----- Data excerpts

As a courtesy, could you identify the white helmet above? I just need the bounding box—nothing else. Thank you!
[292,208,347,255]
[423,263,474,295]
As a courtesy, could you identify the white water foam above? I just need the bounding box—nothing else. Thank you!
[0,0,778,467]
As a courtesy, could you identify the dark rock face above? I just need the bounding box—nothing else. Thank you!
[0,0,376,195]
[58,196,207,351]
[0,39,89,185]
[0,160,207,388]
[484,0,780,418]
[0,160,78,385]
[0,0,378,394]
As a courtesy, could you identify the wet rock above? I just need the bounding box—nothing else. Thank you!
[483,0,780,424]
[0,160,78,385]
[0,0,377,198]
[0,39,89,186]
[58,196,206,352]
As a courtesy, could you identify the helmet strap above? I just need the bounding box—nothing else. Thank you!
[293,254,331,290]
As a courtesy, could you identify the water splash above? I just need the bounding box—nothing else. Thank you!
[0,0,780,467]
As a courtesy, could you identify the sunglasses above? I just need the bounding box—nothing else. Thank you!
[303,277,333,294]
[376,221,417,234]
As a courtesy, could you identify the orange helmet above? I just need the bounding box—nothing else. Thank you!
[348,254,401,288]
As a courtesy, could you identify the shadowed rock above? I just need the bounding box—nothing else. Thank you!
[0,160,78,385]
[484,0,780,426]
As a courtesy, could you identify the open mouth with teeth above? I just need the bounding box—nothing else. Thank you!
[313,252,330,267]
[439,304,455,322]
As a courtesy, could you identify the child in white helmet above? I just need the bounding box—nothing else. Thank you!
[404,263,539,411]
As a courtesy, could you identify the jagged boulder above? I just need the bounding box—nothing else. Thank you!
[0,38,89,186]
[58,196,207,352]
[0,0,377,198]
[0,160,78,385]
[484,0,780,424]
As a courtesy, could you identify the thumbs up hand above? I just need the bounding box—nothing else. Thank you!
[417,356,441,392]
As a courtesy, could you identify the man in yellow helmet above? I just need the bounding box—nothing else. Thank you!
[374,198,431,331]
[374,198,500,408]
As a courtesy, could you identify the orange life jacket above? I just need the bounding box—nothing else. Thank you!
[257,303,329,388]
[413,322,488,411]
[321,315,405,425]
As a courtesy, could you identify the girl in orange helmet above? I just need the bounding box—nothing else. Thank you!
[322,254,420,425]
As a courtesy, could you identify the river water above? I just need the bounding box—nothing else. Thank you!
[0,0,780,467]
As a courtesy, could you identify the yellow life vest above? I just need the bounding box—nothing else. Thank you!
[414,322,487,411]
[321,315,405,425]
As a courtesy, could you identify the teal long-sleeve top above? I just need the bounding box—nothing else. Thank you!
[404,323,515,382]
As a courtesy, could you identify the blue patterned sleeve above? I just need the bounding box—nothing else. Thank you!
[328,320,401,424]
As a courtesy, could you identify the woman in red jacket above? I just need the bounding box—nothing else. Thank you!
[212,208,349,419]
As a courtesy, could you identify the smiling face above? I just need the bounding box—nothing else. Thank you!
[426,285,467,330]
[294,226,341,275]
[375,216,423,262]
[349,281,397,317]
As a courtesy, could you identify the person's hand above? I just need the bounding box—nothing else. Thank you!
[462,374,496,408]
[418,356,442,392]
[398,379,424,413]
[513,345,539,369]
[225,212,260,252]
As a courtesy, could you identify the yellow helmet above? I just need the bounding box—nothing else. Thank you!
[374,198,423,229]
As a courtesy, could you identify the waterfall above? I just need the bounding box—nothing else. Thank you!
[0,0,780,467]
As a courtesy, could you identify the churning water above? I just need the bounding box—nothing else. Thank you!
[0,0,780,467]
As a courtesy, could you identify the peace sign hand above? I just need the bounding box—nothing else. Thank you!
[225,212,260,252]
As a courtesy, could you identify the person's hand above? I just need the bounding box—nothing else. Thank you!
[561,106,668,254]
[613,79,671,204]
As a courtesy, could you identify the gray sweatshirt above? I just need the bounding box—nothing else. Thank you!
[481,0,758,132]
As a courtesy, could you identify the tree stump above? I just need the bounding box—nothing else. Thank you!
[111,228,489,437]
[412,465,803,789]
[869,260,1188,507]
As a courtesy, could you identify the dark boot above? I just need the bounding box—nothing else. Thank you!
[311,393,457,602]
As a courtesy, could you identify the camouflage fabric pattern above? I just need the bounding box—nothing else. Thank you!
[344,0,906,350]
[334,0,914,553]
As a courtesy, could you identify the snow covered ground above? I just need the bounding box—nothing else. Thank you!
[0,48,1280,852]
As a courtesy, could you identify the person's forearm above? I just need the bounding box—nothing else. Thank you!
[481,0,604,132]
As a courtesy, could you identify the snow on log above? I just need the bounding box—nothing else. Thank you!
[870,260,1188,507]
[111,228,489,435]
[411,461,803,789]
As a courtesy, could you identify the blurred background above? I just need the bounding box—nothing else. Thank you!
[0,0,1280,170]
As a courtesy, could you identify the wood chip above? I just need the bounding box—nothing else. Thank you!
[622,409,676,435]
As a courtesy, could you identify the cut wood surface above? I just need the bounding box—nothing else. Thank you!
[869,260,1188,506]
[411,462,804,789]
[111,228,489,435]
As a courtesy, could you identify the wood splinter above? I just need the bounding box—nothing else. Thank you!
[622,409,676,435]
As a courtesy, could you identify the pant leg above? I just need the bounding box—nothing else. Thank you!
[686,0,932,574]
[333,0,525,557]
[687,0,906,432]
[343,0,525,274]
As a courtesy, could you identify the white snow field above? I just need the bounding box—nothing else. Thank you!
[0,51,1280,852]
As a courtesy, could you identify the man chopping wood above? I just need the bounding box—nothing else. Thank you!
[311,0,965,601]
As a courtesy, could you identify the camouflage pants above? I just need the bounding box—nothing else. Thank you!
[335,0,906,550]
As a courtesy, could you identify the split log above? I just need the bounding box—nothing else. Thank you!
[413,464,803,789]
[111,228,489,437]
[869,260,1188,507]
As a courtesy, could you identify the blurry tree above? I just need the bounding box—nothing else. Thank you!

----------

§ Stated task
Please rewrite the part of the material that opens with the line containing "As a courtesy, could you identify the open" and closes with the line containing "[417,356,441,392]" as a Markdown table with the columns Row and Line, giving each line its own numbered row and skipping any blank lines.

§ The response
| Row | Line |
|---|---|
| 1 | As a courtesy, could you identify the open mouth with teeth above? I just need the bounding box—nothing else. Thank you! |
| 2 | [313,252,330,267] |
| 3 | [439,304,455,322] |
| 4 | As a courtesy, could you identify the child in white helmet above? I just need the bounding box—nothing else. Thank you! |
| 5 | [404,263,539,411] |
| 6 | As a courtesy, could you identify the jagged boulder above? I just need the bounding box—nothing else. Thank you! |
| 7 | [0,38,89,186] |
| 8 | [58,196,207,352] |
| 9 | [0,0,377,198] |
| 10 | [0,160,78,385] |
| 11 | [484,0,780,424] |
| 12 | As a courtesy, could you identify the thumbs up hand above? I just need the bounding box—nothing else. Thank you! |
| 13 | [417,356,441,392] |